What to work on: Every entry is to be restated exactly; pictures are not part of the copy.

(Data for the task)

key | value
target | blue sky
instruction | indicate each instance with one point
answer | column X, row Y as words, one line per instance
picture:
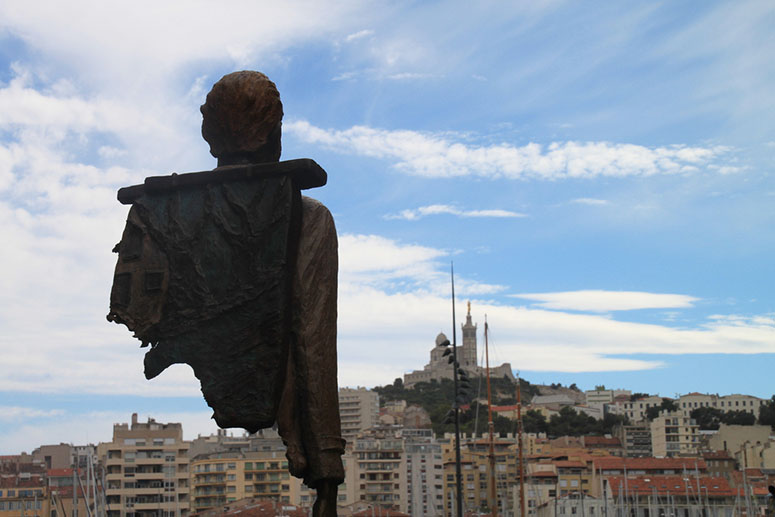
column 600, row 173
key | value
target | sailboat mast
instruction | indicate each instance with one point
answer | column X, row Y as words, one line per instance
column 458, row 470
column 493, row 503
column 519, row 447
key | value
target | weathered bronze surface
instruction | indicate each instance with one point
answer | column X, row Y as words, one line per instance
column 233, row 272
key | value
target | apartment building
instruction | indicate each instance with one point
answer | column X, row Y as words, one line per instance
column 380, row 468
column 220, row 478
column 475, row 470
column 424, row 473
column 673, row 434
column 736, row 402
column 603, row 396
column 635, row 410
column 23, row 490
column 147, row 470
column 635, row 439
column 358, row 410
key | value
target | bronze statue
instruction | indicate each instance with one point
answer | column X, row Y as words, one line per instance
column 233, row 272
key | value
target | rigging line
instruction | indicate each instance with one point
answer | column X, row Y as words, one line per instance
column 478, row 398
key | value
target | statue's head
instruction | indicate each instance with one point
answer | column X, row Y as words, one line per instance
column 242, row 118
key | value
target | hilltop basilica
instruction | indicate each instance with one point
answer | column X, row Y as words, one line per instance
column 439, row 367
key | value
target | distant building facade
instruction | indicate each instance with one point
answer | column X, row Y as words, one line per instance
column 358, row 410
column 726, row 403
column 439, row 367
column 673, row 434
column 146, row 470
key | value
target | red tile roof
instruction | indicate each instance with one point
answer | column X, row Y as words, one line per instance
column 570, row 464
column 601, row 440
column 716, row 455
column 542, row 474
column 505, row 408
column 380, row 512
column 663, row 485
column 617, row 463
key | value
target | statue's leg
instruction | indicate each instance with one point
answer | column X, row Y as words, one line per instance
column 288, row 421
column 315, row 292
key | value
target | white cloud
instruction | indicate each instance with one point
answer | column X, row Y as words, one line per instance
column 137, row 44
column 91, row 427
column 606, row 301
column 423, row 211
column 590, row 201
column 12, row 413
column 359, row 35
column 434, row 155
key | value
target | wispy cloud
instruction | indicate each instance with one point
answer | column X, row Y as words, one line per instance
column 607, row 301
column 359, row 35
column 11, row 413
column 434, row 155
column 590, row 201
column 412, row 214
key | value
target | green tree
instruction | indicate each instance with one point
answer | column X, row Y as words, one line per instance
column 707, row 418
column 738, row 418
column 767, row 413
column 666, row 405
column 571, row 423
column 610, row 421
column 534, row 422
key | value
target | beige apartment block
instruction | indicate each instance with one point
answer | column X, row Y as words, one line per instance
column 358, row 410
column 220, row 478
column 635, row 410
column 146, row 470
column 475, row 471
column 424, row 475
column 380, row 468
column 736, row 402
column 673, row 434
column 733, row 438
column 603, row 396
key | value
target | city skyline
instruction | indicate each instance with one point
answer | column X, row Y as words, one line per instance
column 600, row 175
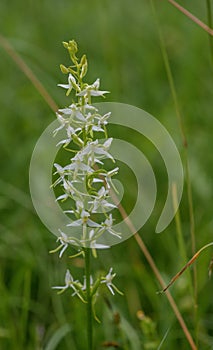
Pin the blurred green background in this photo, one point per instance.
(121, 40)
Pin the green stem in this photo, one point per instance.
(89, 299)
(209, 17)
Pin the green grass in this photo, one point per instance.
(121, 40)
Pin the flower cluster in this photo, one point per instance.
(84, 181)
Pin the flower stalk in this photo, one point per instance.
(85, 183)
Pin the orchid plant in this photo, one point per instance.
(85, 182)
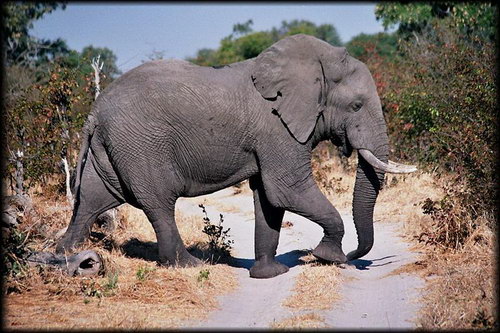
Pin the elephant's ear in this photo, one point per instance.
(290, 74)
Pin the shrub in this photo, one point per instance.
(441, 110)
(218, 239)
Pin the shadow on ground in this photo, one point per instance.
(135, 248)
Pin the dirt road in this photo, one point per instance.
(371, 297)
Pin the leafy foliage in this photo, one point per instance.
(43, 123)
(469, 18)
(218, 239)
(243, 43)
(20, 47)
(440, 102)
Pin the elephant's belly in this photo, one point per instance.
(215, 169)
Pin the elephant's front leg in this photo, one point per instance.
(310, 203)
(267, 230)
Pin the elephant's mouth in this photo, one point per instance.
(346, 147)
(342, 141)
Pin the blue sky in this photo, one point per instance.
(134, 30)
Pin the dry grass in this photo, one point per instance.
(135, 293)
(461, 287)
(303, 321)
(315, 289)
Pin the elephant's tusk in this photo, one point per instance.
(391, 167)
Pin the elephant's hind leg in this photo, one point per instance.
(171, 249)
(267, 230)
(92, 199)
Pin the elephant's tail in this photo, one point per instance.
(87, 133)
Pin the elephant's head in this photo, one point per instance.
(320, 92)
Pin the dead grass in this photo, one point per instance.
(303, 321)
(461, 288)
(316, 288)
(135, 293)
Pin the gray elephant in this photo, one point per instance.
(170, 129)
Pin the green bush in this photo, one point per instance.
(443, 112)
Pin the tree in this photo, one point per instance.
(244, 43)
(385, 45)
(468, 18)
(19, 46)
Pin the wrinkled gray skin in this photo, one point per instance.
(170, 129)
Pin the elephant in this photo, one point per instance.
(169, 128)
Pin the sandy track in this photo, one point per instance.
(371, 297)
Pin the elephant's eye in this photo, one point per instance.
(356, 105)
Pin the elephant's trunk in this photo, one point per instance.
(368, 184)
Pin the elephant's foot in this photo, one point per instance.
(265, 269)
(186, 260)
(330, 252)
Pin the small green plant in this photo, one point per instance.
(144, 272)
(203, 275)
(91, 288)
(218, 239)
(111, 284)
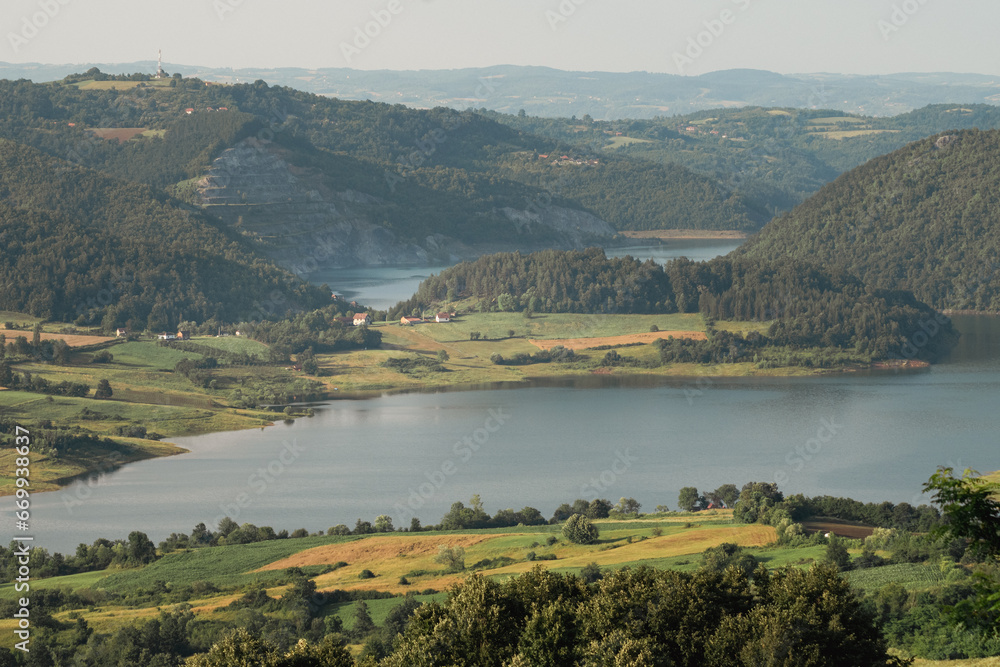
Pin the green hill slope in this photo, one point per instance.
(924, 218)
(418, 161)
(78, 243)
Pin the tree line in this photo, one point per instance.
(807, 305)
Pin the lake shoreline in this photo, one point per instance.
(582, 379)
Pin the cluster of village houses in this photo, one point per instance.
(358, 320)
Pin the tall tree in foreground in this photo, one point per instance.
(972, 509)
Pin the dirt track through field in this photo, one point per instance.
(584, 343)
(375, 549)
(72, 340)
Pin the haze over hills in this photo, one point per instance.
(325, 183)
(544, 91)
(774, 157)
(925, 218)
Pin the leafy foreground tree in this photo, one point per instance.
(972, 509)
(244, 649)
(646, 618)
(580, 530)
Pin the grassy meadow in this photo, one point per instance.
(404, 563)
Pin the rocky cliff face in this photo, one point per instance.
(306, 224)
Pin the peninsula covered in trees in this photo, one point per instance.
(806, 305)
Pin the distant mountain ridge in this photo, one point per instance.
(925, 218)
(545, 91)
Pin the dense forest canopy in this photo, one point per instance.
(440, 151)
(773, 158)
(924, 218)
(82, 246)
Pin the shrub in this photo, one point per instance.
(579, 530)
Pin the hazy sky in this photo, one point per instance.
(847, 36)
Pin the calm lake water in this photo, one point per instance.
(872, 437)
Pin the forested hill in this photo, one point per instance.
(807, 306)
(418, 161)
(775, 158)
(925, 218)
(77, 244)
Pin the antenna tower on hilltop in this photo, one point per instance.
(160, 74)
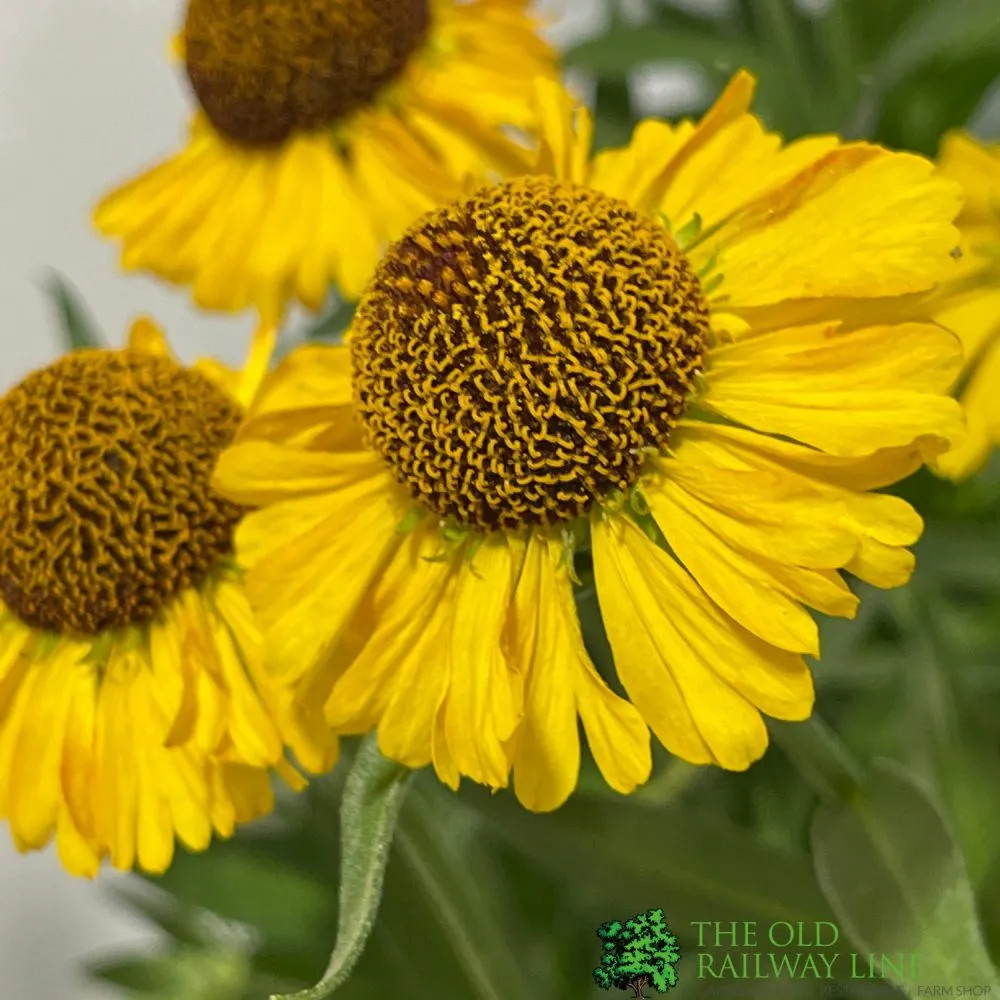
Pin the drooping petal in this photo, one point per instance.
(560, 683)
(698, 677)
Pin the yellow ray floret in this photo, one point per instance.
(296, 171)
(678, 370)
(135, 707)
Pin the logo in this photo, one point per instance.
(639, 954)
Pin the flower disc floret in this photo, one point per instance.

(End Data for the task)

Response to the exercise:
key | value
target | blue sky
instruction | indicate each instance with one point
answer | column X, row Y as words, one line per instance
picture:
column 600, row 173
key | value
target | sailboat mast
instruction | indicate each instance with one point
answer | column X, row Y as words, one line per instance
column 458, row 470
column 493, row 503
column 519, row 447
key | value
target | weathered bronze surface
instruction | indicate each instance with one point
answer | column X, row Y as words, one line per instance
column 233, row 272
key | value
target | apartment building
instruction | indicate each instance with one point
answer | column X, row Y as words, one line per instance
column 380, row 468
column 220, row 478
column 475, row 470
column 424, row 473
column 673, row 434
column 736, row 402
column 603, row 396
column 635, row 410
column 23, row 490
column 147, row 470
column 635, row 439
column 358, row 410
key | value
target | bronze statue
instruction | indicate each instance with one point
answer | column X, row Y as words, one line per instance
column 233, row 272
key | value
target | rigging line
instruction | indicate each instance with one point
answer | column X, row Y as words, one line per instance
column 478, row 398
key | value
target | statue's head
instruction | indicate each instance with one point
answer | column X, row Y as words, one line per instance
column 242, row 118
key | value
target | hilltop basilica
instruction | indicate each instance with one point
answer | column X, row Y as words, one line per instance
column 439, row 367
key | value
target | distant building facade
instruction | indicate each instance with one point
answer | column X, row Y as words, one line per instance
column 358, row 410
column 726, row 403
column 439, row 367
column 673, row 434
column 146, row 470
key | value
target | red tile roof
instruction | indicate each instance with one point
answer | column X, row Y as words, one line per instance
column 570, row 464
column 601, row 440
column 716, row 455
column 542, row 474
column 505, row 408
column 380, row 512
column 663, row 485
column 617, row 463
key | value
target | statue's leg
instruction | indicate each instance with one point
answer | column X, row Y as words, one line per instance
column 288, row 421
column 315, row 292
key | value
target | white cloud
instruction | indicate each instance with one point
answer | column X, row Y as words, one line per instance
column 137, row 44
column 91, row 427
column 606, row 301
column 423, row 211
column 590, row 201
column 12, row 413
column 359, row 35
column 434, row 155
key | value
target | wispy cloud
instruction | indicate each instance with one point
answer | column X, row Y as words, one line per instance
column 607, row 301
column 359, row 35
column 11, row 413
column 434, row 155
column 590, row 201
column 412, row 214
key | value
target | green tree
instruction | indicate each instance with one point
answer | column X, row Y as words, one line per instance
column 707, row 418
column 738, row 418
column 767, row 413
column 666, row 405
column 571, row 423
column 610, row 421
column 534, row 422
key | value
target | beige apartment block
instruction | indicate each instance with one point
answer | column X, row Y as words, one line per instance
column 358, row 410
column 220, row 478
column 635, row 410
column 146, row 470
column 475, row 471
column 424, row 475
column 380, row 468
column 736, row 402
column 673, row 434
column 733, row 438
column 603, row 396
key | value
target | city skyline
instruction | indicate each instance with one point
answer | column X, row Y as words, one line per instance
column 600, row 175
Pin the blurred green background in this photo, one point per instance.
(121, 40)
Pin the green stem in this photo, one point per instance.
(89, 299)
(209, 17)
Pin the green grass in this photo, one point per instance.
(121, 40)
Pin the flower cluster in this photo, one point per instance.
(84, 181)
Pin the flower stalk in this photo, one point per instance.
(85, 183)
Pin the orchid plant in this photo, one point per instance.
(85, 182)
Pin the elephant's ear in this photo, one point per instance.
(290, 74)
Pin the shrub in this photo, one point per instance.
(441, 110)
(218, 239)
Pin the shadow on ground in this photo, one point per instance.
(135, 248)
Pin the dirt road in this photo, one point per instance.
(371, 297)
Pin the leafy foliage in this photo, one point per instance.
(43, 123)
(469, 18)
(218, 239)
(243, 43)
(20, 47)
(440, 102)
Pin the elephant's belly in this photo, one point per instance.
(215, 169)
Pin the elephant's front leg in this photo, one point per instance.
(310, 203)
(267, 230)
Pin the elephant's mouth in this photo, one point per instance.
(346, 147)
(342, 141)
Pin the blue sky in this photo, one point per instance.
(134, 30)
Pin the dry grass in this photo, one point per instance.
(135, 293)
(461, 287)
(303, 321)
(315, 289)
Pin the elephant's tusk in this photo, one point per instance.
(391, 167)
Pin the elephant's hind leg in this photo, one point per instance.
(171, 249)
(267, 230)
(92, 199)
Pin the elephant's tail in this photo, one point per instance.
(87, 133)
Pin the elephant's head in this photo, one point per instance.
(320, 92)
Pin the dead grass in this photo, one point per instance.
(303, 321)
(461, 288)
(316, 288)
(135, 293)
Pin the gray elephant in this photo, one point per instance.
(170, 129)
Pin the green bush in this photo, one point per instance.
(443, 112)
Pin the tree in this photo, one point per instance.
(244, 43)
(385, 45)
(468, 18)
(19, 46)
Pin the wrinkled gray skin in this photo, one point per instance.
(170, 129)
Pin the elephant in this photo, one point per instance.
(169, 128)
Pin the sandy track in this photo, one point per instance.
(371, 297)
Pin the elephant's eye in this photo, one point per instance.
(356, 105)
Pin the elephant's trunk in this photo, one point per instance.
(368, 184)
Pin the elephant's foot in this photo, one point per instance.
(265, 269)
(186, 260)
(330, 252)
Pin the small green plant in this photo, one point per instance.
(144, 272)
(203, 275)
(91, 288)
(218, 239)
(111, 284)
Pin the green hill slope in this photo, one point per instance.
(924, 218)
(418, 161)
(78, 243)
Pin the tree line in this photo, one point per instance.
(807, 305)
Pin the lake shoreline in this photo, one point per instance.
(582, 379)
Pin the cluster of village houses in this photo, one point per instance.
(358, 320)
Pin the tall tree in foreground in this photo, one point per instance.
(972, 509)
Pin the dirt track through field in this photo, one point per instance.
(584, 343)
(375, 549)
(72, 340)
Pin the haze over hills in this photo, one point per instance.
(325, 183)
(544, 91)
(774, 157)
(925, 218)
Pin the leafy foreground tree in this photo, one point per instance.
(972, 509)
(244, 649)
(646, 618)
(580, 530)
Pin the grassy meadow in this photo, one point per instance.
(404, 563)
Pin the rocky cliff face in this photo, one point per instance.
(306, 224)
Pin the peninsula covered in trees in this photo, one point per instance.
(806, 305)
Pin the distant mountain ridge in this photo, one point per instance.
(925, 218)
(545, 91)
Pin the dense forest canopy in this photo, one point per instance.
(440, 151)
(773, 158)
(924, 218)
(82, 246)
Pin the shrub in this photo, one point per instance.
(579, 530)
Pin the hazy sky in this photo, one point per instance.
(847, 36)
Pin the calm lake water in this photo, one point per instance.
(872, 437)
Pin the forested hill in this photo, one point per instance.
(807, 306)
(418, 161)
(775, 158)
(925, 218)
(77, 244)
Pin the antenna tower on hilltop in this photo, one point per instance.
(160, 74)
Pin the drooping petal in this photo, one point per instance.
(560, 683)
(698, 677)
Pin the yellow ray floret in this photo, one point per instance.
(296, 171)
(678, 370)
(135, 707)
Pin the logo in this photo, one point per instance.
(639, 954)
Pin the flower disc floret in this photo, one point per instance.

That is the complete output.